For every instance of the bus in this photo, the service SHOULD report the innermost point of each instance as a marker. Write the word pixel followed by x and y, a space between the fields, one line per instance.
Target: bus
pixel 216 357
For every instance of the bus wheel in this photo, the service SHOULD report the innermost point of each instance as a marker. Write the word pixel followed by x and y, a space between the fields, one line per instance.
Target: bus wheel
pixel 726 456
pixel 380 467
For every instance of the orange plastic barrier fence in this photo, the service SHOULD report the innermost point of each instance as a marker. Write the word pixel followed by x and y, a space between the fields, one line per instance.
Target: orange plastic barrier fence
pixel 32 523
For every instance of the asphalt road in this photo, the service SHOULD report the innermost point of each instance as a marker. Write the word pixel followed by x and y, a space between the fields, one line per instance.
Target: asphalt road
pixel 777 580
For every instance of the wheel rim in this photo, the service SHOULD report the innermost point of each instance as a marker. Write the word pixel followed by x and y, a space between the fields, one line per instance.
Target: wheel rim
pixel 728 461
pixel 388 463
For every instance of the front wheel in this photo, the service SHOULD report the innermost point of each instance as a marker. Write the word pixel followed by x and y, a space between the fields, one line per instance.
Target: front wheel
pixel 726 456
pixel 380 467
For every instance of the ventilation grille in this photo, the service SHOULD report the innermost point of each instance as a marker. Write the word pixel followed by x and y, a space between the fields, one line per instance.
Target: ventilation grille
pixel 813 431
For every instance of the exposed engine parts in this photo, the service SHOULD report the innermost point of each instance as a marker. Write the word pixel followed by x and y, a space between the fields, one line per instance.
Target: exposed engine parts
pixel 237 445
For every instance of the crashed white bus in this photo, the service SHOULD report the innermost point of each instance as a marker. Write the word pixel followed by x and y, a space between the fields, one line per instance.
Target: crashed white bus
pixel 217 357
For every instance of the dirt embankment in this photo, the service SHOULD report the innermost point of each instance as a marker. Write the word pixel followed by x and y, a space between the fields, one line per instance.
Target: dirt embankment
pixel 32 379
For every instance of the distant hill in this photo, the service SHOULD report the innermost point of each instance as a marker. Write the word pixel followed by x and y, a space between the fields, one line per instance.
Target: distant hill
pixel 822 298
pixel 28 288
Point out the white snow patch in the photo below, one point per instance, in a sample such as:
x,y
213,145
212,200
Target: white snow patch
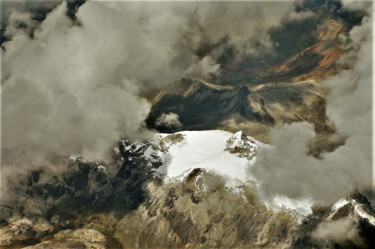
x,y
205,149
361,212
75,157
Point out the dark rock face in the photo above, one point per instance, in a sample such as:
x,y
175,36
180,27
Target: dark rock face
x,y
200,106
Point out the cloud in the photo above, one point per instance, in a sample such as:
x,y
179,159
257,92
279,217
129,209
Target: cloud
x,y
170,120
285,169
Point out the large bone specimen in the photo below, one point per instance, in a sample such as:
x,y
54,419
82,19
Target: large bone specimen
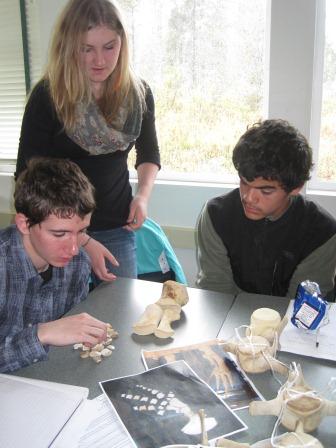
x,y
149,320
296,403
255,354
266,322
157,318
295,439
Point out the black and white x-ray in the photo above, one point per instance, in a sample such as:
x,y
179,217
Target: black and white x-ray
x,y
161,407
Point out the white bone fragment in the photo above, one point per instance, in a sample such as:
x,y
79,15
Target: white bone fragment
x,y
106,352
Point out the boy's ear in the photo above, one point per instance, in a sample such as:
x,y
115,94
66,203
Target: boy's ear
x,y
296,191
21,222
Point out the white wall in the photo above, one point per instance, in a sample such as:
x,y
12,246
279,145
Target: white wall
x,y
289,95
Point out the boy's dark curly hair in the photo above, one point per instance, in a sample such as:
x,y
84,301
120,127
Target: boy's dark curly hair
x,y
53,186
274,150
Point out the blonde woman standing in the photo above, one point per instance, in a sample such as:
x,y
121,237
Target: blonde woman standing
x,y
90,107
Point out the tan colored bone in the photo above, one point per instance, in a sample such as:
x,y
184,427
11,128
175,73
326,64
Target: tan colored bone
x,y
231,444
176,291
296,403
255,354
266,322
164,329
158,316
149,320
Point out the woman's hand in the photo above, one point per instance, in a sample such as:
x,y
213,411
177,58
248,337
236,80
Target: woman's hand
x,y
138,208
98,253
137,214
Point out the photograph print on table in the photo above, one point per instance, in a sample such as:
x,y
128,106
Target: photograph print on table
x,y
161,406
214,366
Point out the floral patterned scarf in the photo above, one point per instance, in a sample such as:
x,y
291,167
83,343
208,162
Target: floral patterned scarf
x,y
92,133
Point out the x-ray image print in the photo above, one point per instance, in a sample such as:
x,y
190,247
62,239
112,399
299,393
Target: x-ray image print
x,y
160,407
216,367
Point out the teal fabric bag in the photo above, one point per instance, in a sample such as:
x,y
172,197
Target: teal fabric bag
x,y
155,253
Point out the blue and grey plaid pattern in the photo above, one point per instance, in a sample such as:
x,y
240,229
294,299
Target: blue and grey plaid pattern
x,y
25,301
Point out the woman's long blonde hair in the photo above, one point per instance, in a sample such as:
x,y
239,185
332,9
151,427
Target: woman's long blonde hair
x,y
68,82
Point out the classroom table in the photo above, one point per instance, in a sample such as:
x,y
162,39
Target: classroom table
x,y
207,315
317,372
121,303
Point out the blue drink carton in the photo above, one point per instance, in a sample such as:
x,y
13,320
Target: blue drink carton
x,y
309,306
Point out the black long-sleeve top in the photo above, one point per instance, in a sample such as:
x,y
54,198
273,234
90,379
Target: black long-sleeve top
x,y
42,134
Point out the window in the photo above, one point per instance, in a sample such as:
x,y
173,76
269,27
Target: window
x,y
205,63
12,78
324,107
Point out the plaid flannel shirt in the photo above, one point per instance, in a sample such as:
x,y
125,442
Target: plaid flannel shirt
x,y
25,300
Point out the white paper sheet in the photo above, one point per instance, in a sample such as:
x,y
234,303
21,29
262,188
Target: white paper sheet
x,y
303,342
105,429
34,412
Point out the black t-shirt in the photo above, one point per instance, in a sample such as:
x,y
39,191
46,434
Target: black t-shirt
x,y
264,253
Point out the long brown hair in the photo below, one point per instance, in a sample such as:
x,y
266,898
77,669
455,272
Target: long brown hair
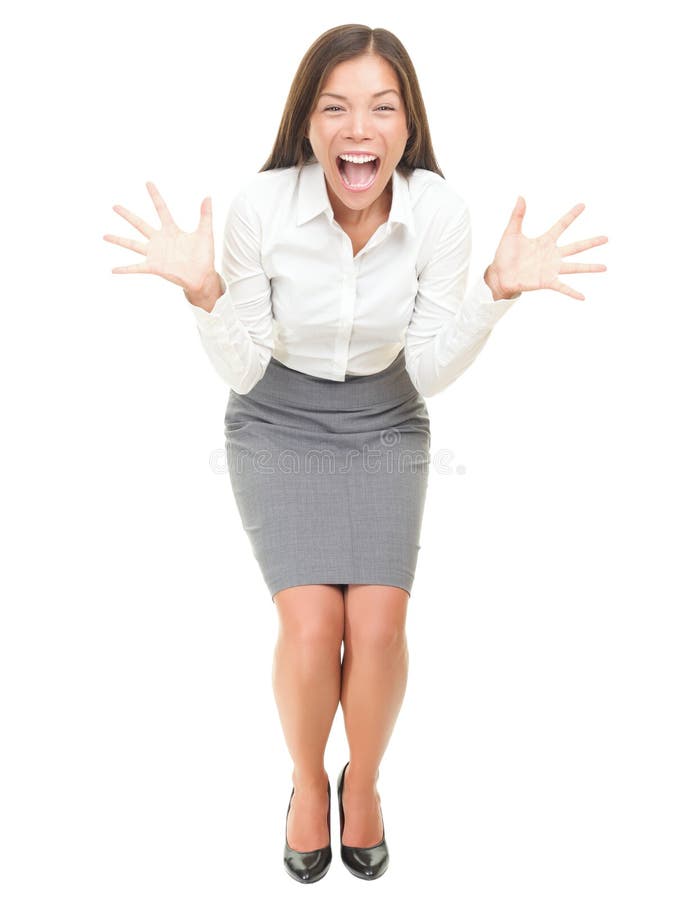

————————

== WHAT TO DO ==
In the copy, include no pictures; everything else in the material should be written out exactly.

== SOLUTION TO THIS EXERCISE ==
For every instance of the bus in this photo, the service SHOULD report the innermost point of each instance as a marker. Write the word pixel followed by x and y, a space between the fields, one line per instance.
Target: bus
pixel 216 357
For every instance of the bus wheel in this photo, the service SHOULD report the innermost point of each instance as a marker. Write the word pixel followed by x and y, a space between the fields, one line per instance.
Target: bus wheel
pixel 726 456
pixel 380 467
For every instance of the orange plastic barrier fence in this photo, the service SHOULD report the innermost point of each instance as a marker. Write the word pixel followed by x and y, a space between the fields, one line per instance.
Target: orange plastic barrier fence
pixel 32 523
For every instance of the asphalt road in this photo, the service SHOULD report the innermost point of each instance as a marker. Write the word pixel followed by x and y, a space between the fields, one line per instance.
Target: asphalt road
pixel 777 580
For every instance of the wheel rim in this photo, the service SHOULD report the innermost point of each instance as a marker. Write the word pixel followed by x and y, a space between the fields, one line per instance.
Target: wheel rim
pixel 728 461
pixel 388 463
For every instance of the front wheel in this photo, the service SHOULD report the innermost point of each instance as a marker. Write the word pixel followed by x and y, a space between the fields, one line per instance.
Target: front wheel
pixel 726 456
pixel 380 467
For every instance of the ventilation grille in this photo, the service SHOULD report the innermost point of each instance as a marker. Write the word pixel followed by x and y, a space between the fields, one line per instance.
Target: ventilation grille
pixel 813 431
For every instance of the exposed engine parts in this photo, the service SHOULD report the innermost point of each instance as a marker. Write the word pixel followed by x and y, a space between the fields, one line per instance.
Target: exposed engine parts
pixel 237 445
For every instance of the crashed white bus in this photo, the service SHOULD report the innermost point of each instance as a marker. Write the word pixel followed by x and y, a space between the fields, one line per instance.
Target: crashed white bus
pixel 217 357
For every instance of the dirt embankment in this photo, the service SHOULD report the innermost point of each instance as a marker. Write the word pixel followed by x and y, a space between the fields, one line per instance.
Target: dirt embankment
pixel 32 379
For every instance of the distant hill in this photo, the service SHOULD report the innermost point of each instance as a marker. Write the word pixel followed by x and y, a space between the fields, one line per instance.
Target: distant hill
pixel 822 298
pixel 28 288
Point out the white snow patch in the photo below, one point per instance, in a sample such as:
x,y
213,145
212,200
Target: white snow patch
x,y
205,149
361,212
75,157
Point out the dark rock face in the photo above, one point per instance, in a sample such as:
x,y
175,36
180,27
Target: dark rock face
x,y
200,106
Point out the cloud in the photo above, one point per instance, in a sample such as:
x,y
179,159
257,92
279,217
129,209
Target: cloud
x,y
170,120
285,169
Point out the large bone specimen in the photo below, one point per instance, in a sample such as:
x,y
54,419
82,19
Target: large bone specimen
x,y
149,320
296,403
255,354
266,322
157,318
295,439
Point out the black and white x-ray in the photo above, one point per instance, in a sample such as:
x,y
179,217
Target: black and white x-ray
x,y
161,407
Point out the white bone fragment in the photo above, one point per instance, in a sample such as:
x,y
79,15
Target: white bone fragment
x,y
106,352
Point out the boy's ear in the photo above, one point per instance, in a sample such as:
x,y
115,94
66,203
Target: boy's ear
x,y
296,191
21,222
Point out the white wall in the photo above, one point per instance, in a sample such as:
x,y
12,246
279,145
Target: white wall
x,y
289,95
Point out the boy's dark curly hair in the photo above, one point per instance, in a sample such as:
x,y
84,301
120,127
Target: boy's dark curly hair
x,y
53,186
274,150
Point out the blonde woman standing in the photo above, one point per instance, in a sample such as:
x,y
121,237
Target: blonde woman standing
x,y
90,107
Point out the tan colored bone in the photo above, one point per instance, in a sample such as:
x,y
184,427
11,128
175,73
326,64
Target: tan colored bone
x,y
231,444
176,291
296,403
255,354
266,322
164,329
158,316
149,320
Point out the woman's hand in the photo above, one point per instance, in a sample such as:
x,y
213,411
177,58
248,337
236,80
Target: woman's hand
x,y
138,208
98,253
137,214
Point out the photograph print on table in the photo above, one point per instance, in a sample such as:
x,y
128,106
Target: photograph print on table
x,y
161,406
214,366
Point out the floral patterned scarf in the photo above, one point per instance, in a sample such as:
x,y
291,167
83,343
208,162
Target: floral patterned scarf
x,y
92,133
Point out the x-ray image print in the photo above, one point per instance, in a sample such as:
x,y
190,247
62,239
112,399
299,393
Target: x-ray image print
x,y
160,407
216,367
Point out the teal fabric bag in the photo above, one point per instance, in a sample such as:
x,y
172,197
Target: teal fabric bag
x,y
155,253
Point out the blue and grey plaid pattern in the photo above, one point per instance, in a sample such as:
x,y
240,229
294,299
Target: blue and grey plaid pattern
x,y
25,301
Point out the woman's long blonde hair in the photo above, one point per instance, in a sample such as:
x,y
239,185
332,9
151,427
Target: woman's long blonde hair
x,y
68,82
Point out the classroom table in the photo above, one point per instance, in a sample such as:
x,y
162,39
Target: classroom table
x,y
207,315
317,372
121,303
Point out the blue drink carton in the photo above, one point per instance, in a sample such as:
x,y
13,320
Target: blue drink carton
x,y
309,306
Point out the black long-sleeve top in the photo above, one point per instance, in a sample such as:
x,y
54,198
273,234
90,379
Target: black long-sleeve top
x,y
42,134
Point out the window in the photo above, one point per instance, in a sample such as:
x,y
173,76
269,27
Target: window
x,y
205,63
12,78
324,107
Point out the plaid flannel shirt in the photo above, one point per instance, in a sample such as:
x,y
125,442
Target: plaid flannel shirt
x,y
25,300
Point out the white paper sheet in the photo above, one point per instance, in a sample such as:
x,y
234,303
21,29
262,188
Target: white paper sheet
x,y
303,342
105,429
34,412
Point out the black t-shirt in the photo above, one point per instance, in a sample such as:
x,y
39,191
46,434
Target: black t-shirt
x,y
264,253
Point out the long brown hair in the photo below, one point per instance, in a sample such as:
x,y
266,898
77,669
455,272
Target: long brown hair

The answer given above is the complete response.